(TEXT EXTRACT):

The victim testified that she agreed to sex “as long as he stops when I tell him to.” As he began, she told him to stop because he was hurting her, but he kept going for five or 10 seconds, she said.
Baby, who was tried as an adult, denied any wrongdoing. He was convicted a year later of first-degree rape and other crimes – some from helping his friend assault the woman first – and sentenced to 15 years in prison, with all but five suspended.
Caddish, to be sure, but rape? And the story has another twist, Baby was convicted even though the judge knew, or should have known, that his actions were not rape under Maryland law.
At yesterday’s hearing, [Assistant Public Defender Michael R.] Malloy argued that the instructions to the jury were misleading and a violation of law because the judge failed to mention a 1980 Court of Appeals opinion that said that rape doesn’t occur if consent is withdrawn after penetration.
During its deliberations, the jury had asked Judge Louise G. Scrivener whether sex that begins consensually but continues after the woman tells the man to stop constitutes rape.
The judge replied that was “a question that you as a jury must decide.”
“A defendant cannot get a fair trial if the jury doesn’t know what the law is,” said Malloy before the high court yesterday.
Malloy also argued that the lower court should not have accepted the testimony of the state’s witness, a nurse presented as an expert in “rape trauma syndrome.”
In its reversal, the Court of Special Appeals wrote that the 1980 opinion remained the last word on the subject because neither the top court nor the legislature has since addressed the subject.
But yesterday, Pritzlaff argued that the judges should overrule the 1980 opinion because it “was wrong in spouting some of that old common law.” The “archaic stereotypes of women and rape upon which common law rape is apparently premised are obsolete,” the state wrote in its appeal.

(GIVEN DATA):
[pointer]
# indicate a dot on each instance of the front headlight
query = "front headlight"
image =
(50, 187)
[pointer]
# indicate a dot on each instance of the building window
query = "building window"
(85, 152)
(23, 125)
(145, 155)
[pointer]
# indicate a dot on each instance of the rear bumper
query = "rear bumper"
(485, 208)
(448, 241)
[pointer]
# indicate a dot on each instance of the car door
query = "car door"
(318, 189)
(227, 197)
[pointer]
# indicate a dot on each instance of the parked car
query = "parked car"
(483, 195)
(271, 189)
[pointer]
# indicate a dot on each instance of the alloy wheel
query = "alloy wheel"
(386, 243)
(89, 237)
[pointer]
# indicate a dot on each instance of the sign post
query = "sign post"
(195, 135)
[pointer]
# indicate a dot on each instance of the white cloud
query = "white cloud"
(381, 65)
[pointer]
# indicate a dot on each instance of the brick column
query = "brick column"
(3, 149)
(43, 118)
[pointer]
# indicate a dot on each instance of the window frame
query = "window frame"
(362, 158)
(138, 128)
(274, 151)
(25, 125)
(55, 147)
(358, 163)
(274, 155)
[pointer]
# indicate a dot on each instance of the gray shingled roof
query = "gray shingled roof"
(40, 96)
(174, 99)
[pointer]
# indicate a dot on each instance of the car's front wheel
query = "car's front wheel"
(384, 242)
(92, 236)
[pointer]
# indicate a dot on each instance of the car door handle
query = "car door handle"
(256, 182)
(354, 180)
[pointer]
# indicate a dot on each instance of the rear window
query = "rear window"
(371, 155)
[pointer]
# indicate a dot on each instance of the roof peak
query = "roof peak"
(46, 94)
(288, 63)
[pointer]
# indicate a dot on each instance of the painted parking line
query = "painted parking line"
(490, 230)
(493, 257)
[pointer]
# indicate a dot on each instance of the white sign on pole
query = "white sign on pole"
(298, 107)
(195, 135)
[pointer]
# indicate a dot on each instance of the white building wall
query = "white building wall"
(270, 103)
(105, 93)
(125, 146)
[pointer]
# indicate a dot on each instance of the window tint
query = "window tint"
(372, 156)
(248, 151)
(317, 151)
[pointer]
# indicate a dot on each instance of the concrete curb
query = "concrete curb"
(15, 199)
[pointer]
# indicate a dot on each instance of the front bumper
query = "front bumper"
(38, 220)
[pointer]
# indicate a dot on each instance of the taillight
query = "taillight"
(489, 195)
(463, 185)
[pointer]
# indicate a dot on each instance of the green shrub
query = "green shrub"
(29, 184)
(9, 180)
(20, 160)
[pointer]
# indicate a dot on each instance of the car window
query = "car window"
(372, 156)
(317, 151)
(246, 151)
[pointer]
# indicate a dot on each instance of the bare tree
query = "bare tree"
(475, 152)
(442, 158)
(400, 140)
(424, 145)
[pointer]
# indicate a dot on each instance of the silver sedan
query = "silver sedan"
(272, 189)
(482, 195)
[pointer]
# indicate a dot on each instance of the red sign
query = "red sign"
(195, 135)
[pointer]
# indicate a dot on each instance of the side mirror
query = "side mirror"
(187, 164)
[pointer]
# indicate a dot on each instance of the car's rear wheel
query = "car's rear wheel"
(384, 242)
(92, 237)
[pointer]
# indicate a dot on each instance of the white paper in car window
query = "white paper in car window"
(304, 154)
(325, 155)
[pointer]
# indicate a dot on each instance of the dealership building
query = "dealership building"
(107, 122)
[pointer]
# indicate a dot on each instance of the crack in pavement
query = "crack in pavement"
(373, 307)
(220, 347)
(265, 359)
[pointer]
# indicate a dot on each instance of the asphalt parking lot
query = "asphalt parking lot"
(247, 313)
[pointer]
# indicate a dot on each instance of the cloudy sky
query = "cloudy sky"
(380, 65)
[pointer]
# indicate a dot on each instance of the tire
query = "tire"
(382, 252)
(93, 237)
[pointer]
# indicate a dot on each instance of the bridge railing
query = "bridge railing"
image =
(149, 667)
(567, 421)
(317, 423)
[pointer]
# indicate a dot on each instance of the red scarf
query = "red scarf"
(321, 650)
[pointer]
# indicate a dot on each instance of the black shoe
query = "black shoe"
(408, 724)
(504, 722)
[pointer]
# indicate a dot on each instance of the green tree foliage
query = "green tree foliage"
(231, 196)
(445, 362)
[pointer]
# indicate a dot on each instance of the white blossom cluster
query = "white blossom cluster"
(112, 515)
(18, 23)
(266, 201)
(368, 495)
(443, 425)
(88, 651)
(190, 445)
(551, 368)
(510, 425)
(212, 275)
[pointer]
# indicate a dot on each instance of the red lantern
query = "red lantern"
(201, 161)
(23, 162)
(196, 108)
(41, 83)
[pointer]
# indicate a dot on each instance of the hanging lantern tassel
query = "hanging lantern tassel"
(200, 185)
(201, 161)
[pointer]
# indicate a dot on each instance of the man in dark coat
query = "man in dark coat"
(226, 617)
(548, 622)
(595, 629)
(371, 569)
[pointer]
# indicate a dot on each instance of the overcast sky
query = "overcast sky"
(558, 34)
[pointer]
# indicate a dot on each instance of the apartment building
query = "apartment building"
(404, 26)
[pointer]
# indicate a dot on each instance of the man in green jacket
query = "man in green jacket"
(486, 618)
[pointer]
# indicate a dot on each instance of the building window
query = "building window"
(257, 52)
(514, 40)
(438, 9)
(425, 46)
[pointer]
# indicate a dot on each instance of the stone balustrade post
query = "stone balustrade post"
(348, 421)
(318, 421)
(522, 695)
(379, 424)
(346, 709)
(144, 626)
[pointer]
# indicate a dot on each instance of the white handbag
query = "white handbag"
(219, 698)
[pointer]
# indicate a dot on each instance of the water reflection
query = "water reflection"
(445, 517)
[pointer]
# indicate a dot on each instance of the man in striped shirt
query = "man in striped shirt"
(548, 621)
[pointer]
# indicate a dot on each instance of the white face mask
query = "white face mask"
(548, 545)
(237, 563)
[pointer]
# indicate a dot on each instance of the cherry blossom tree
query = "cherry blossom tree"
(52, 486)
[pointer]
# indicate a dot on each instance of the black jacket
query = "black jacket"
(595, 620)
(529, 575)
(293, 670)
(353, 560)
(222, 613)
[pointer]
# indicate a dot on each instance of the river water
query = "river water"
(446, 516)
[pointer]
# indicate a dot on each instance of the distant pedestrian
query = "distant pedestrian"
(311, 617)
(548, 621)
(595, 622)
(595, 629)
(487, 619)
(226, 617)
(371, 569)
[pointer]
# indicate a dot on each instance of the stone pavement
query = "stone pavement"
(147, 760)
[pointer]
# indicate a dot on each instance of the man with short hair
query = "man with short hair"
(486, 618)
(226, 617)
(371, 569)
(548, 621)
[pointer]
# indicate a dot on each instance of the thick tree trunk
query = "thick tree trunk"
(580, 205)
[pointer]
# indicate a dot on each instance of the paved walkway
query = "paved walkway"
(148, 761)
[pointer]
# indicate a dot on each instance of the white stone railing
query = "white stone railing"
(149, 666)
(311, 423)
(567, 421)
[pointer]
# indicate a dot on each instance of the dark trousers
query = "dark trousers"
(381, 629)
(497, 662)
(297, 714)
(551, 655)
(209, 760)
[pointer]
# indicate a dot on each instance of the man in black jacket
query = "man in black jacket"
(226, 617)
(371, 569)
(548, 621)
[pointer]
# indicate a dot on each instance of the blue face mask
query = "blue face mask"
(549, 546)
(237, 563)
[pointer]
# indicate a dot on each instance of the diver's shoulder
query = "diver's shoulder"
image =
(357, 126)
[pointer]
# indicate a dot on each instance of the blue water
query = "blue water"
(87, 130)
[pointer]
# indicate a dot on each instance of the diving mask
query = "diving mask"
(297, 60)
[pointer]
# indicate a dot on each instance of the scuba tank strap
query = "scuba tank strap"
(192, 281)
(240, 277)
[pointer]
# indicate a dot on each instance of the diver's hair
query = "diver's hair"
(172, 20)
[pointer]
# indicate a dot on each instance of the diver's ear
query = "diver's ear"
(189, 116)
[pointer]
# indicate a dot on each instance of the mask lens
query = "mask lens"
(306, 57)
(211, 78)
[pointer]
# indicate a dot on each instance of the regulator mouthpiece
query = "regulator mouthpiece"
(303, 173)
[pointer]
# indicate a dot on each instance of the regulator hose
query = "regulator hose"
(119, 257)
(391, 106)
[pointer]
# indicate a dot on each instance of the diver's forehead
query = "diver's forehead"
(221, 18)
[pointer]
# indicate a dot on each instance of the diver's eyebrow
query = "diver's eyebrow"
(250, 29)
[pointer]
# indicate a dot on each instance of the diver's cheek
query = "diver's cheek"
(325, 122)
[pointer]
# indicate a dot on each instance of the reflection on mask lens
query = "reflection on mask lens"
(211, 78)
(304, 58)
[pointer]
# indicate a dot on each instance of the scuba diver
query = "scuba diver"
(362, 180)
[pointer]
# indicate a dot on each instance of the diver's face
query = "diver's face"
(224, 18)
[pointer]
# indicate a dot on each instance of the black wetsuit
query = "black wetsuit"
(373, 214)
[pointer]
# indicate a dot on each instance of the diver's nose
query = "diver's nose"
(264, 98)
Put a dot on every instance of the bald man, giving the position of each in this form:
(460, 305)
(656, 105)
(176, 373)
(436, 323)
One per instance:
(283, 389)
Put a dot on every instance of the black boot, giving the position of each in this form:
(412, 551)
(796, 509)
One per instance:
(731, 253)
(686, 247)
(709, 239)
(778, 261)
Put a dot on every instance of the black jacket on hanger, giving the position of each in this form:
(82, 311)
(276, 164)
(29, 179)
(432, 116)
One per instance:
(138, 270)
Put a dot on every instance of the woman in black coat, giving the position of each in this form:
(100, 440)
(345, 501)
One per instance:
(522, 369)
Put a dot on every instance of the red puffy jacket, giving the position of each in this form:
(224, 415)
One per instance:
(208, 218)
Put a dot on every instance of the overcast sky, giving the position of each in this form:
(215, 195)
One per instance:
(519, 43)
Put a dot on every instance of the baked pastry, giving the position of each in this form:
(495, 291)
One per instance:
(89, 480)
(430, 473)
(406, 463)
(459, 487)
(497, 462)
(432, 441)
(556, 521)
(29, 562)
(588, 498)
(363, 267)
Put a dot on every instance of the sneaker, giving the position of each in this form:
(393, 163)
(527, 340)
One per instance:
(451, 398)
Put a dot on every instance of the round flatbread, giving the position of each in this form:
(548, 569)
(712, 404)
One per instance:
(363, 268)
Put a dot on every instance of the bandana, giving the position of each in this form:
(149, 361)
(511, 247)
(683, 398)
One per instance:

(GOAL): Extend the article on the Maryland rape appeal, picking up after its final sentence. The rows play no part here.

(THE RESULT):
Even if the court decides to overrule the opinion it is pretty difficult to see how that makes Mr. Baby vulnerable to prosecution. It’s that whole ex post facto thing. It is difficult to draw any conclusion from this case other than Mr. Baby’s conviction was the direct result of malfeasance or misfeasance on the part of the trial judge.
Far from protecting women, this kind of mindless, kneejerk advocacy demeans and infantilizes women. The young woman in question willingly, according to the trial record, climbed into the backseat of her car and consented to being groped by two boys. She had sex with both of them and clearly consensual sex with at least one. An willfully obtuse trial judge refused to answer a very specific question asked by the jury:
“IF A FEMALE CONSENTS TO SEX INITIALLY AND, DURING THE COURSE OF THE SEX ACT TO WHICH SHE CONSENTED, FOR WHATEVER REASON, SHE CHANGES HER MIND AND THE . . . MAN CONTINUES UNTIL CLIMAX, DOES THE RESULT CONSTITUTE RAPE?”
And now in the name of protecting women, groups purporting to be victim’s advocates are attempting to victimize Mr. Baby.